[Excerpts of pointing data]

——————

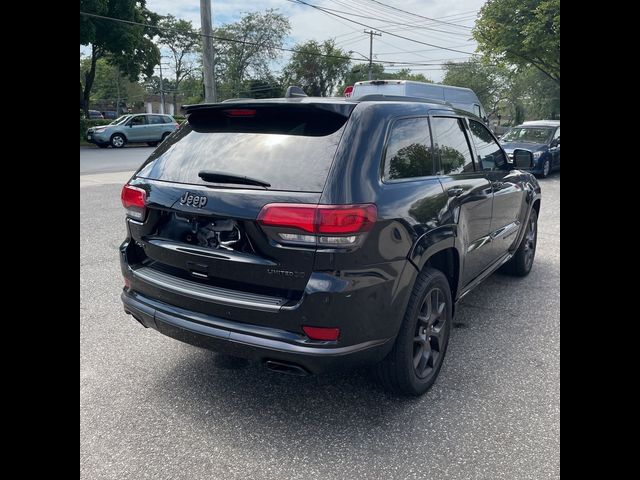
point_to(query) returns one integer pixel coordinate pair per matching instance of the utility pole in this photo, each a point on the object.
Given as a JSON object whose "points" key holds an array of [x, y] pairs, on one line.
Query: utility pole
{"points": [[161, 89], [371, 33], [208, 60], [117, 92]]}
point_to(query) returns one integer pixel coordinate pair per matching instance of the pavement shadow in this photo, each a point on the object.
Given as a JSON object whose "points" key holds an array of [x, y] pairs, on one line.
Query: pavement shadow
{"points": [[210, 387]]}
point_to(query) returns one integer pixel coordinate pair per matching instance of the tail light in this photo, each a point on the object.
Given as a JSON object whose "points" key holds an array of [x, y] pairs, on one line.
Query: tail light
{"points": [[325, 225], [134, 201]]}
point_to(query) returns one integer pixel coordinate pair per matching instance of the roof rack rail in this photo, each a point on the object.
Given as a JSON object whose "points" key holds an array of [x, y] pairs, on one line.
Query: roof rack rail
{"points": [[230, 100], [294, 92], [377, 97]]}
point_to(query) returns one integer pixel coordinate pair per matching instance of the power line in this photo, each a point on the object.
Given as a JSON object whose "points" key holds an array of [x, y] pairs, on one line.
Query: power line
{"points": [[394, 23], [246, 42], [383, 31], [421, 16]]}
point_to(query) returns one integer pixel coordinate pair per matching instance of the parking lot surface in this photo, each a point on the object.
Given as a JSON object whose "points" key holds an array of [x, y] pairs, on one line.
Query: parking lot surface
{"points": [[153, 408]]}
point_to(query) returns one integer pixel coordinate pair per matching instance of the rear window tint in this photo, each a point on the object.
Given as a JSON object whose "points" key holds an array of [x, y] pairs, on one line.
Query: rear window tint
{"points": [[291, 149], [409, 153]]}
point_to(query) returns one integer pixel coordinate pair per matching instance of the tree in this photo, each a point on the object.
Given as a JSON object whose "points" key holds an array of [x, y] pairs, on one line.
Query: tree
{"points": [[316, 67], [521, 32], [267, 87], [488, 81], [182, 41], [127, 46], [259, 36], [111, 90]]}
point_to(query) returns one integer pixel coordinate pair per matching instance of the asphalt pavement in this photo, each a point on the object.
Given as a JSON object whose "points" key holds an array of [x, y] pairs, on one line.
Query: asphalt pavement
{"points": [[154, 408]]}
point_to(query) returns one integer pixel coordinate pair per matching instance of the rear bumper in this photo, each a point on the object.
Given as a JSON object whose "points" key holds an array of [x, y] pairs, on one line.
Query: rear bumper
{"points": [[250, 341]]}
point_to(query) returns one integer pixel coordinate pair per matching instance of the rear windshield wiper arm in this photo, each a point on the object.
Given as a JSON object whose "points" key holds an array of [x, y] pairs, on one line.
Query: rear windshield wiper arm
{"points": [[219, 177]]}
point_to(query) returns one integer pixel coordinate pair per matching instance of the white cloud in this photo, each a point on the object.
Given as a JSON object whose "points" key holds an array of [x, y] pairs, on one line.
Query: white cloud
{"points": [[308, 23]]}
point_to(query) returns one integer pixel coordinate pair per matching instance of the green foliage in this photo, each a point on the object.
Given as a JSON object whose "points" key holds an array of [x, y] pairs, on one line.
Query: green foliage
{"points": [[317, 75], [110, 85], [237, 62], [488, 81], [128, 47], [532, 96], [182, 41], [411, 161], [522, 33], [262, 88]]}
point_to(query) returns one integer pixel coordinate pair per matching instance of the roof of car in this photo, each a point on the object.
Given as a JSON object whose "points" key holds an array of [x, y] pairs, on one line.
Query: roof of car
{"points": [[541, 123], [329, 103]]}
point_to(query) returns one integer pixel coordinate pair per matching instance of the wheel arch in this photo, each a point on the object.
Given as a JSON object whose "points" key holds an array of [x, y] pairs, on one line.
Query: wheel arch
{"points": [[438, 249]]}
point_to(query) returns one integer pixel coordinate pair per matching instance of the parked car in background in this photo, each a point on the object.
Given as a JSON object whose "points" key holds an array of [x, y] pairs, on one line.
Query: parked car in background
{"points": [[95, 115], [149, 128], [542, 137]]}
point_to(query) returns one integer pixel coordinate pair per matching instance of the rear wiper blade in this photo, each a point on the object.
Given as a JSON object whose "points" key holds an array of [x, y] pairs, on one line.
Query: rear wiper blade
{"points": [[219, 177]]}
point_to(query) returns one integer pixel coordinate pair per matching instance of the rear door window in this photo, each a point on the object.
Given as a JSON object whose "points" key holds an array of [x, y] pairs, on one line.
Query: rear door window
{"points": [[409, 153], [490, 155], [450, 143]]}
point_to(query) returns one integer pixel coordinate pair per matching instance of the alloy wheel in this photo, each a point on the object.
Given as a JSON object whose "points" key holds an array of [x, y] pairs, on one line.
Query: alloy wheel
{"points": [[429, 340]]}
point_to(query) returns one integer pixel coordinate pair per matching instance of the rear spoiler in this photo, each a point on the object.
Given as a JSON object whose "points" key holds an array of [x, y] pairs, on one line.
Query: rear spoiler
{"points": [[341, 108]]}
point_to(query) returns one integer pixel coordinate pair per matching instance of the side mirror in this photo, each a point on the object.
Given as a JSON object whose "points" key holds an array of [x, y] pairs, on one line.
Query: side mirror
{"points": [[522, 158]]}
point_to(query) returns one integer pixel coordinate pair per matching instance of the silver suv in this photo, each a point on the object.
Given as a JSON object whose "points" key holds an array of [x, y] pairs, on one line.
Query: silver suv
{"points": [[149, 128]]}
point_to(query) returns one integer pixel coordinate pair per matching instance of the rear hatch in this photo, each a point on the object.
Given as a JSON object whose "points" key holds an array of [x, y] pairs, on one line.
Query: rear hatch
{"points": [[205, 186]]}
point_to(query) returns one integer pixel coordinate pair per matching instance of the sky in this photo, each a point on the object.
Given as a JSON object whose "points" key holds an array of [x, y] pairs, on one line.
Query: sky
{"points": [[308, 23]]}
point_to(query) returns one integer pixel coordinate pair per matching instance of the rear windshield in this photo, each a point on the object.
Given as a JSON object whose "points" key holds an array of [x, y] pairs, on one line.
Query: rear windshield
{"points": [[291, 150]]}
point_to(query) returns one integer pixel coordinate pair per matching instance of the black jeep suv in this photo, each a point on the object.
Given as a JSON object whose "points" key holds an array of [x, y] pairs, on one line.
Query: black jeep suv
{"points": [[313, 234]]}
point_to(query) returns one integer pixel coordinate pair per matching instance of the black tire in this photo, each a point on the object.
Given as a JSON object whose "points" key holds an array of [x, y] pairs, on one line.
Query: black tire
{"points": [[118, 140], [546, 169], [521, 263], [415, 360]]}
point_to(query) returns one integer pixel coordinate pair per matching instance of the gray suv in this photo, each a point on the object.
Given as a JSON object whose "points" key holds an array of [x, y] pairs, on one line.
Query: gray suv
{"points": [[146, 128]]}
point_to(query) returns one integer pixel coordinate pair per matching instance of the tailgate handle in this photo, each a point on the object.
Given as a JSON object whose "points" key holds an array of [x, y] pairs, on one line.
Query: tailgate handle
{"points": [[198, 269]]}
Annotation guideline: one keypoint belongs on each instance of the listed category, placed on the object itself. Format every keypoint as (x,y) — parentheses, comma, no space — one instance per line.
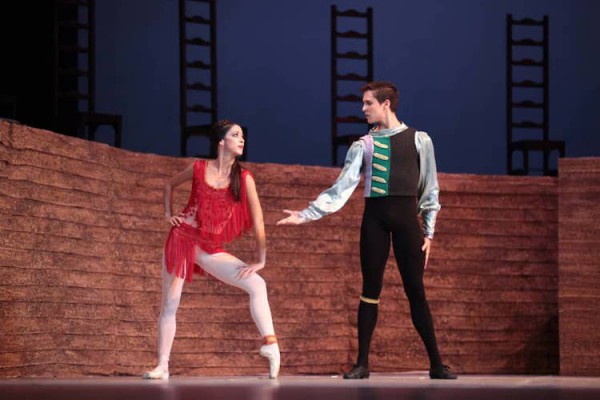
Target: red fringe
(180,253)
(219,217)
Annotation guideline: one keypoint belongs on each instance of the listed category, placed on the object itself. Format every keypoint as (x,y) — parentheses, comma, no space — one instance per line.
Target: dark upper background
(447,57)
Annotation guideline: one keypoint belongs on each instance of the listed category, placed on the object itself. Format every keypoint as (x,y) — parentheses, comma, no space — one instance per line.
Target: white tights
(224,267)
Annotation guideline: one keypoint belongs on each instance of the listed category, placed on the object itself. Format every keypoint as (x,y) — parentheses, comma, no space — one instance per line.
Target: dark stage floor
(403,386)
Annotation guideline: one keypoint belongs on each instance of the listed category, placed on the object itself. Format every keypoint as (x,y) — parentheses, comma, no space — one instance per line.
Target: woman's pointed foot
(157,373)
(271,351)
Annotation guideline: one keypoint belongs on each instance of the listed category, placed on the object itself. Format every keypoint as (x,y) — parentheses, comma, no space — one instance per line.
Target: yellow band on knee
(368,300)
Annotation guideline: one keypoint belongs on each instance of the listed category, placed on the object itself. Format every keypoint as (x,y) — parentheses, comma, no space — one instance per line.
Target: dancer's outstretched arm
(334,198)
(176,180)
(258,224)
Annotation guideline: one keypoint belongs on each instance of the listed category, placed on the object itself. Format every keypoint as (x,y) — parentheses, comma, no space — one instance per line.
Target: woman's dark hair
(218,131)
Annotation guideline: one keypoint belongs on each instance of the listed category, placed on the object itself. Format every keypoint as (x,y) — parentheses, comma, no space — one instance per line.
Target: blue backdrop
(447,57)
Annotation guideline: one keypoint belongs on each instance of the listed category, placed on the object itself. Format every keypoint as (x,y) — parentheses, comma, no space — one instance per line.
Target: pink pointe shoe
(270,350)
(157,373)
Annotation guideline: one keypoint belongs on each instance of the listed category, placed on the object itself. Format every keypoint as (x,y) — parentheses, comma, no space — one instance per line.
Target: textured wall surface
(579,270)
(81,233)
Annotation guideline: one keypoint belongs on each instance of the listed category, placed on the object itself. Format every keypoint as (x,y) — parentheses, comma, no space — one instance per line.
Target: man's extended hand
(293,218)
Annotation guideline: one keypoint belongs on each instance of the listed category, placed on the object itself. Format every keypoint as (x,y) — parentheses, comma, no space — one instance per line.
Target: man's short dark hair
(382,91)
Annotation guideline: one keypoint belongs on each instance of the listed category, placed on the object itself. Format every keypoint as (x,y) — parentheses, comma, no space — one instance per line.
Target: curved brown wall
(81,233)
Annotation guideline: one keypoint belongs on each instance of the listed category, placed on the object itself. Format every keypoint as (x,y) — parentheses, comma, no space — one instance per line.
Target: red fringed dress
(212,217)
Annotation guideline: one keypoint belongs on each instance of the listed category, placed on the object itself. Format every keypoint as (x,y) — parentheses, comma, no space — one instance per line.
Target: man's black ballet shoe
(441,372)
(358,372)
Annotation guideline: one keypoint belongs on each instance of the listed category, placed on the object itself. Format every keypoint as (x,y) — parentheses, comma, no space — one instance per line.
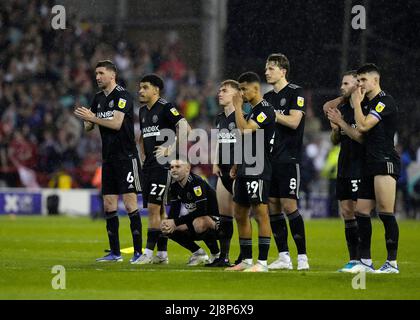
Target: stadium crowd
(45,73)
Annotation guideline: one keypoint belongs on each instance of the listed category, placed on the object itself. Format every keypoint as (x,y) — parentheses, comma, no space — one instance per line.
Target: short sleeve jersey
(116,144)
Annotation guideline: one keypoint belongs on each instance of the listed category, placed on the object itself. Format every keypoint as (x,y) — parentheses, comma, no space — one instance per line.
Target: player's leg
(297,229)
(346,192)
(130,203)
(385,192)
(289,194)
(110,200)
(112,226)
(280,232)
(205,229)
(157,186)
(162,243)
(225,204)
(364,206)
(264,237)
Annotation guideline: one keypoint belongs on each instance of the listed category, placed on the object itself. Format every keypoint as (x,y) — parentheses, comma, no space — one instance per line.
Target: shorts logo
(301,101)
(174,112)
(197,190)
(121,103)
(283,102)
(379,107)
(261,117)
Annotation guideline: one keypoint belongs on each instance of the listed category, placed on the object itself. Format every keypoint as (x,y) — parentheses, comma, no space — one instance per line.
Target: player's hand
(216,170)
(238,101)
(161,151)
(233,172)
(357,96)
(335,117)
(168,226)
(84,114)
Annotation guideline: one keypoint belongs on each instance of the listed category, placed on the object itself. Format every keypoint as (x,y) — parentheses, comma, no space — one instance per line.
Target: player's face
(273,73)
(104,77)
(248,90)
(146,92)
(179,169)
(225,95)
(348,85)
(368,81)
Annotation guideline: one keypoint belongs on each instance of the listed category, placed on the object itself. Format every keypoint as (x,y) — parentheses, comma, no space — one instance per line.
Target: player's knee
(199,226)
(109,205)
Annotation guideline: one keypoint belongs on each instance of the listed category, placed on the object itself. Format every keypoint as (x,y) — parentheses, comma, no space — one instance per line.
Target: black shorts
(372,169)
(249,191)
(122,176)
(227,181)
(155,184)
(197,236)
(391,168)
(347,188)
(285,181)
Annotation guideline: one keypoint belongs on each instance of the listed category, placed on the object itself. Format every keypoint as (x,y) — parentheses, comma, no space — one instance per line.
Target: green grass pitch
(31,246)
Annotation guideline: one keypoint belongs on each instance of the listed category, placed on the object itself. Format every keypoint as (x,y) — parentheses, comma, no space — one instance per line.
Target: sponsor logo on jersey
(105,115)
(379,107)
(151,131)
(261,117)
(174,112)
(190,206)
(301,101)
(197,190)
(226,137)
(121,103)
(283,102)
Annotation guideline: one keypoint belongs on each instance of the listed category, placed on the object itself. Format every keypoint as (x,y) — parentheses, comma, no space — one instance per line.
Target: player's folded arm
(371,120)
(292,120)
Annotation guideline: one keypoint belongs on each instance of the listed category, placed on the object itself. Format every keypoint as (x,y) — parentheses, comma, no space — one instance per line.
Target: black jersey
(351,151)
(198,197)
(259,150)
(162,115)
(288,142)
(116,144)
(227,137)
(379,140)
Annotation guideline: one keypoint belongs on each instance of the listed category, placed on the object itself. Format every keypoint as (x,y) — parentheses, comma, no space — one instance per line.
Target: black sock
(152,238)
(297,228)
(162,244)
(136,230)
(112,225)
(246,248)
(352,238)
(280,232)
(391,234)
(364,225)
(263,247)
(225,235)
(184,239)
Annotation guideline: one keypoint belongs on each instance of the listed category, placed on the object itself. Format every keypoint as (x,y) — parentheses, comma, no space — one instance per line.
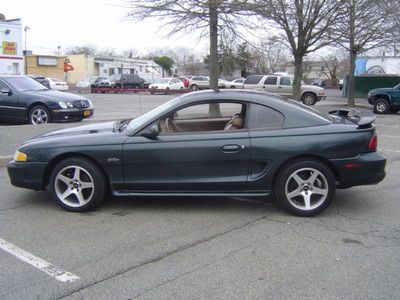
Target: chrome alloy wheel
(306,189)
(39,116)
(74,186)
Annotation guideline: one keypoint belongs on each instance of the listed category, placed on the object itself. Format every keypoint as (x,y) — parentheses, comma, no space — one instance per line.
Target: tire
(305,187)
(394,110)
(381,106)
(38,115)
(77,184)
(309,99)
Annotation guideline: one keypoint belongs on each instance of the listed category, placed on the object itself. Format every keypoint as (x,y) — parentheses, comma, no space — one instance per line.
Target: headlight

——————

- _WRITTEN REQUEST_:
Which lines of the data contain the string "player"? Gather every such line, treating uppercase and lowercase as distinct.

- _ANSWER TO THE EXERCISE_:
Target: player's leg
Target: player's hand
Target: player's face
Target: player's knee
Target: player's folded arm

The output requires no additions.